= What is needed =
Copy out every one of the entries below line for line, changing nothing.
>> Start
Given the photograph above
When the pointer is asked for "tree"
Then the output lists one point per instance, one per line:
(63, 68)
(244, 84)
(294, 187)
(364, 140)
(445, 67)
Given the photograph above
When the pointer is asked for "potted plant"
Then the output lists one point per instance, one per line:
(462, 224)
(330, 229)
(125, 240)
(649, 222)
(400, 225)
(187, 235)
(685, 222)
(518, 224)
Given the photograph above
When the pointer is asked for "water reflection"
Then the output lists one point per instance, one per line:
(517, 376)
>> End
= Task solution =
Given the photograph above
When the pointer is asked for "tree"
Then the output lists one point per instance, one per line:
(63, 68)
(244, 84)
(294, 187)
(364, 140)
(445, 67)
Given the photograph above
When the pointer is asked for "potted plant"
Then the output lists one point per instance, one per line:
(462, 224)
(330, 229)
(125, 240)
(649, 222)
(400, 225)
(187, 235)
(685, 222)
(518, 224)
Given the photograph above
When the pointer is asked for "water reflection"
Then the output lists one point per instance, one per line:
(517, 376)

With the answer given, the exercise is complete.